----- Quoted passage -----

Second, we also implement a contextual minimap (Fig. 11) that extends the fanovaGraph sensitivity analysis chart [17]. It is a graph in a circular layout that captures all first- and second-order Sobol indices of either the whole function or any arbitrary function slice. We furthermore use two palettes, one for darker and one for lighter colors. The area of the darker inner circle within each variable’s node is proportional to its first-order effect, while the lighter outer circle encodes its higher-order effect. The same applies to the curved arcs connecting two nodes for order-2 indices using the width instead of area.
We can see in Fig. 11 that the most influential variables (larger graph nodes) are the elbow angles, and that the strongest interactions (wide arcs) occur between these variables. Note that, since \(\phi _1\) has no effect, its node is just a point (circle of radius zero).
6.5 Damped oscillator
Third, we consider an 8D physical model known as the Damped Oscillator [16]. It models a primary mass \(m_p\) connected to a wall by a spring and to a secondary mass \(m_s\) by another spring. The system is subject to a white-noise impulse of strength \(S_0\) and the model output is the peak force experienced by the secondary spring (the higher this force, the more likely the system is to fail). The other variables are the spring stiffnesses \(k_p\) and \(k_s\), the damping rates \(z_p\) and \(z_s\), and the force capacity of the secondary spring \(F_s\).
To explore this model we have combined all features previously discussed into an integrated web-based visualization application emphasizing the global-to-local paradigm (Fig. 12). When the user selects a model to be visualized, a plot matrix (as in Sect. 6.4) is launched in the main view alongside with with an array of PP-curves (Sect. 6.2). These widgets are furthermore linked to the Sobol minimap (Fig. 11), which is initialized to the overall model.

----- Information given -----

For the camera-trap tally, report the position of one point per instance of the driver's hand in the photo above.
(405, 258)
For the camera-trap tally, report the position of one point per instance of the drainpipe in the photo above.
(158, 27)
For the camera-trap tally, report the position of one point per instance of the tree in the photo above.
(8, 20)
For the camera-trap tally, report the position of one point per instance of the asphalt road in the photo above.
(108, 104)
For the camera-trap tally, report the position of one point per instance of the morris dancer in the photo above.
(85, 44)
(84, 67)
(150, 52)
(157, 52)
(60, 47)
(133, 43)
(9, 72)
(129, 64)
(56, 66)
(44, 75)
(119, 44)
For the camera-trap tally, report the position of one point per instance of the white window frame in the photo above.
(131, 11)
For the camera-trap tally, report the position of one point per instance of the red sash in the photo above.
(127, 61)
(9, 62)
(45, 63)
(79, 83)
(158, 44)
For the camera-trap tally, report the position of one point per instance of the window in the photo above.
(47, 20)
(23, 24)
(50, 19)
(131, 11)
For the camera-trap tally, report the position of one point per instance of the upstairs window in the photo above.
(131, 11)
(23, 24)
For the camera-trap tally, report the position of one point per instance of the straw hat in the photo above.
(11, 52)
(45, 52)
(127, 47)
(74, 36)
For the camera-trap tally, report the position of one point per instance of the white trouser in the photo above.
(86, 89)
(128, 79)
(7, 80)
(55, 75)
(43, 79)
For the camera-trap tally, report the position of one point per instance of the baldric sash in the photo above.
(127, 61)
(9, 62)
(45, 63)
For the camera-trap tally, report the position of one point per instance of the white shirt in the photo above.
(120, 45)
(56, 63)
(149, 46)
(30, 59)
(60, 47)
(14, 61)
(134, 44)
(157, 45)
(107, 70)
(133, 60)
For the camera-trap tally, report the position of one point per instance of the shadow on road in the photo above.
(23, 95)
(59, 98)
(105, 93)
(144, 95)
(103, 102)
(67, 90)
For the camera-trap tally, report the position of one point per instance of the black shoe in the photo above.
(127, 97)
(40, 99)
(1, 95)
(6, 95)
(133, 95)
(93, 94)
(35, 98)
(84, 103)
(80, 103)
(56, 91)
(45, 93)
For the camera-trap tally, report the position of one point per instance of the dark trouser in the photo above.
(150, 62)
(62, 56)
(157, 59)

-----

> [Required work]:
• A. Reproduce the passage on sensitivity visualization from "Second, we also" up to and including "instead of area.".
• B. Using the passage on sensitivity visualization, answer these questions:
(i) In the contextual minimap, what is the area of the darker inner circle within each variable's node proportional to?
(ii) According to Fig. 11, which variables are the most influential?
(iii) What output does the Damped Oscillator model produce?

> [Task results]:
• A.
Second, we also implement a contextual minimap (Fig. 11) that extends the fanovaGraph sensitivity analysis chart [17]. It is a graph in a circular layout that captures all first- and second-order Sobol indices of either the whole function or any arbitrary function slice. We furthermore use two palettes, one for darker and one for lighter colors. The area of the darker inner circle within each variable’s node is proportional to its first-order effect, while the lighter outer circle encodes its higher-order effect. The same applies to the curved arcs connecting two nodes for order-2 indices using the width instead of area.

• B.
(i) The area is proportional to that variable's first-order effect.
(ii) The elbow angles are the most influential variables.
(iii) The model outputs the peak force experienced by the secondary spring.